■ SUPPLIED ENTRIES ■
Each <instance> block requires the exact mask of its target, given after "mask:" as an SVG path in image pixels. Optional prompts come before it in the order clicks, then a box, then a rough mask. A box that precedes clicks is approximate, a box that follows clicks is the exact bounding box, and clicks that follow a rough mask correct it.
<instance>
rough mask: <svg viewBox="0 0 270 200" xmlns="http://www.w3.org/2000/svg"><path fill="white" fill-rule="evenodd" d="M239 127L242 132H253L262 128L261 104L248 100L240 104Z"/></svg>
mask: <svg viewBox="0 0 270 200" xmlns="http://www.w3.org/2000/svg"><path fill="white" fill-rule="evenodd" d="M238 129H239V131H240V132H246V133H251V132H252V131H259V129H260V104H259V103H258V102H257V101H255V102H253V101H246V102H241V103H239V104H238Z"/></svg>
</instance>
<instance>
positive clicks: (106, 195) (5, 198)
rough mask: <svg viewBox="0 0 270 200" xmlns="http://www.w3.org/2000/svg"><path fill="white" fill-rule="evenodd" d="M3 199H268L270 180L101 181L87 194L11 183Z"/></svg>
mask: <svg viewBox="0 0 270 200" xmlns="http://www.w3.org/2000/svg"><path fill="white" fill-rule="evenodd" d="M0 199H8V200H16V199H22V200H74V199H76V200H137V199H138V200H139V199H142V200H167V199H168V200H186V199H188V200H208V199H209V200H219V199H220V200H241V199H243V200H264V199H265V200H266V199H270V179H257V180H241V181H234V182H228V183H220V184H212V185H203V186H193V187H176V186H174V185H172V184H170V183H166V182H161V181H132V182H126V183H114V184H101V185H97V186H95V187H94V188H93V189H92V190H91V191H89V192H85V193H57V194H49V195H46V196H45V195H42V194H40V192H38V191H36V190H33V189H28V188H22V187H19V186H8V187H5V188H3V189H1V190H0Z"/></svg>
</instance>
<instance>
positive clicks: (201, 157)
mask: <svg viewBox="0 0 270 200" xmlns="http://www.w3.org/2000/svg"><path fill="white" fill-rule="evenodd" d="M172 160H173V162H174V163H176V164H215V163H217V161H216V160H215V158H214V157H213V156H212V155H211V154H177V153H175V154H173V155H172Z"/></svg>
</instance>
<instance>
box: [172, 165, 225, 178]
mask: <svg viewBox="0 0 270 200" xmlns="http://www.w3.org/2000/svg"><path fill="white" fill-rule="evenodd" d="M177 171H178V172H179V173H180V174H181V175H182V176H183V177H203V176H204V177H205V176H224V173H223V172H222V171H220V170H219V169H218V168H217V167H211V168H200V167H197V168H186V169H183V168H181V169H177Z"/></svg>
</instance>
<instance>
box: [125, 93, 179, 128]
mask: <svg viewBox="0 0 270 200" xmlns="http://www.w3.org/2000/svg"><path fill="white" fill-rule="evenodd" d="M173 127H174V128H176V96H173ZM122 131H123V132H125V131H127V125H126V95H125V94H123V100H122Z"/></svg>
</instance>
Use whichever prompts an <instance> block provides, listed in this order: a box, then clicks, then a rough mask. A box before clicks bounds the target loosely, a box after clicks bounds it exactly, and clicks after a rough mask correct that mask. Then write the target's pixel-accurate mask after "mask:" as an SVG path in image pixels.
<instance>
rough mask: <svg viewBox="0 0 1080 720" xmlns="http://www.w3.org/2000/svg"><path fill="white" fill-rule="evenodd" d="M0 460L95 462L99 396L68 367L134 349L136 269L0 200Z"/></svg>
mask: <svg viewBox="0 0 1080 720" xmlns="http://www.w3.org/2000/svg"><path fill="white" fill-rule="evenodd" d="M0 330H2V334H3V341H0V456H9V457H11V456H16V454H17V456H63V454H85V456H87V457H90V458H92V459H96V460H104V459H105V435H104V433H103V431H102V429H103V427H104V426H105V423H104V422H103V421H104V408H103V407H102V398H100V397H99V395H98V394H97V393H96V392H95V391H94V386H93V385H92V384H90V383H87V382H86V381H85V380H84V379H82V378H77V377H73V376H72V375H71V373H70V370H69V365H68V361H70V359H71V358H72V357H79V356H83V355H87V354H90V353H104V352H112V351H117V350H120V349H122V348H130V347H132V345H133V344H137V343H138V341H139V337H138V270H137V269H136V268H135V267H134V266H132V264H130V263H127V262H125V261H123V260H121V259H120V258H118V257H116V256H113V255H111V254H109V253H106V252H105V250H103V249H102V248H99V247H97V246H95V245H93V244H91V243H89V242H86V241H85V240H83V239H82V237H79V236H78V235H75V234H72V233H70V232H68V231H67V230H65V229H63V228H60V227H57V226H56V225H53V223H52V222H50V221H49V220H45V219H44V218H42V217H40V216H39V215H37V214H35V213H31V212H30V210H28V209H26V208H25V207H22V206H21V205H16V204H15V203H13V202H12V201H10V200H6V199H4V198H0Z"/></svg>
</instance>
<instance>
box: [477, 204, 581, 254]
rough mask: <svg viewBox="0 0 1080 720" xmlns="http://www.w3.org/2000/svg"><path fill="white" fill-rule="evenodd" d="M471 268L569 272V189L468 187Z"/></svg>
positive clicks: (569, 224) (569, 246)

■ WHAT IS REQUIRED ■
The entries are to be duplicated exactly, with nothing changed.

■ OUTPUT OF THE TASK ■
Each <instance> block requires the exact mask of its target, given after "mask:" as an SVG path in image pixels. Optional prompts come before it in the order clicks, then a box, then a rough mask. A box that precedes clicks is approximate, a box that follows clicks is the exact bounding box, and clicks that follow a rough mask correct it.
<instance>
rough mask: <svg viewBox="0 0 270 200" xmlns="http://www.w3.org/2000/svg"><path fill="white" fill-rule="evenodd" d="M239 127L242 132H253L262 128L261 104L248 100L240 104Z"/></svg>
mask: <svg viewBox="0 0 270 200" xmlns="http://www.w3.org/2000/svg"><path fill="white" fill-rule="evenodd" d="M238 129H239V131H240V132H246V133H251V132H252V131H259V129H260V104H259V103H258V102H257V101H255V102H253V101H246V102H241V103H239V104H238Z"/></svg>
</instance>
<instance>
positive clicks: (106, 195) (5, 198)
rough mask: <svg viewBox="0 0 270 200" xmlns="http://www.w3.org/2000/svg"><path fill="white" fill-rule="evenodd" d="M3 199H268L270 180L101 181L87 194L11 183Z"/></svg>
mask: <svg viewBox="0 0 270 200" xmlns="http://www.w3.org/2000/svg"><path fill="white" fill-rule="evenodd" d="M0 199H8V200H16V199H22V200H74V199H76V200H137V199H138V200H139V199H142V200H167V199H168V200H186V199H188V200H208V199H209V200H219V199H220V200H241V199H243V200H264V199H265V200H266V199H270V179H257V180H241V181H234V182H228V183H220V184H212V185H203V186H193V187H176V186H174V185H172V184H170V183H166V182H161V181H132V182H126V183H114V184H101V185H97V186H95V187H94V188H93V189H92V190H91V191H89V192H85V193H57V194H49V195H46V196H45V195H42V194H40V192H38V191H36V190H33V189H28V188H22V187H19V186H8V187H5V188H3V189H1V190H0Z"/></svg>
</instance>
<instance>
positive clicks: (201, 157)
mask: <svg viewBox="0 0 270 200" xmlns="http://www.w3.org/2000/svg"><path fill="white" fill-rule="evenodd" d="M172 160H173V162H174V163H176V164H215V163H217V161H216V160H215V158H214V157H213V156H212V155H211V154H177V153H175V154H173V155H172Z"/></svg>
</instance>
<instance>
box: [172, 165, 225, 178]
mask: <svg viewBox="0 0 270 200" xmlns="http://www.w3.org/2000/svg"><path fill="white" fill-rule="evenodd" d="M177 171H178V172H179V173H180V174H181V175H182V176H183V177H203V176H204V177H205V176H224V173H223V172H222V171H220V170H219V169H218V168H217V167H211V168H200V167H197V168H186V169H183V168H181V169H177Z"/></svg>
</instance>
<instance>
box: [125, 93, 179, 128]
mask: <svg viewBox="0 0 270 200" xmlns="http://www.w3.org/2000/svg"><path fill="white" fill-rule="evenodd" d="M173 127H174V128H176V96H173ZM122 131H123V132H125V131H127V125H126V95H125V94H123V100H122Z"/></svg>
</instance>
Use whichever prompts an <instance> block provides, listed in this order: a box, then clicks, then a rough mask. A box before clicks bounds the target loosely, a box after clicks bounds it exactly, and clicks after a rough mask correct that mask. Then write the target's pixel-accurate mask after "mask:" as an SVG path in image pixels.
<instance>
rough mask: <svg viewBox="0 0 1080 720" xmlns="http://www.w3.org/2000/svg"><path fill="white" fill-rule="evenodd" d="M0 460L95 462L99 396L68 367L134 349L136 269L0 200Z"/></svg>
mask: <svg viewBox="0 0 1080 720" xmlns="http://www.w3.org/2000/svg"><path fill="white" fill-rule="evenodd" d="M0 330H2V334H3V341H0V456H9V457H11V456H16V454H17V456H63V454H85V456H87V457H90V458H92V459H96V460H104V459H105V435H104V433H103V431H102V429H103V427H104V426H105V423H104V422H103V421H104V408H103V407H102V398H100V397H99V395H98V394H97V393H96V392H95V391H94V386H93V385H92V384H90V383H87V382H86V381H85V380H84V379H82V378H77V377H73V376H72V375H71V373H70V370H69V365H68V361H70V359H71V358H72V357H79V356H83V355H87V354H90V353H104V352H112V351H117V350H120V349H122V348H130V347H132V345H133V344H137V343H138V341H139V337H138V270H137V269H136V268H135V267H134V266H132V264H130V263H127V262H125V261H123V260H121V259H120V258H118V257H116V256H113V255H111V254H109V253H106V252H105V250H103V249H102V248H99V247H97V246H95V245H93V244H91V243H89V242H86V241H85V240H83V239H82V237H79V236H78V235H75V234H72V233H70V232H68V231H67V230H65V229H63V228H60V227H57V226H56V225H53V223H52V222H50V221H49V220H45V219H44V218H42V217H40V216H39V215H37V214H35V213H31V212H30V210H28V209H26V208H25V207H22V206H21V205H16V204H15V203H13V202H12V201H10V200H6V199H4V198H0Z"/></svg>
</instance>
<instance>
box: [477, 204, 581, 254]
rough mask: <svg viewBox="0 0 1080 720" xmlns="http://www.w3.org/2000/svg"><path fill="white" fill-rule="evenodd" d="M471 268L569 272V189L468 187Z"/></svg>
positive clicks: (569, 224) (569, 246)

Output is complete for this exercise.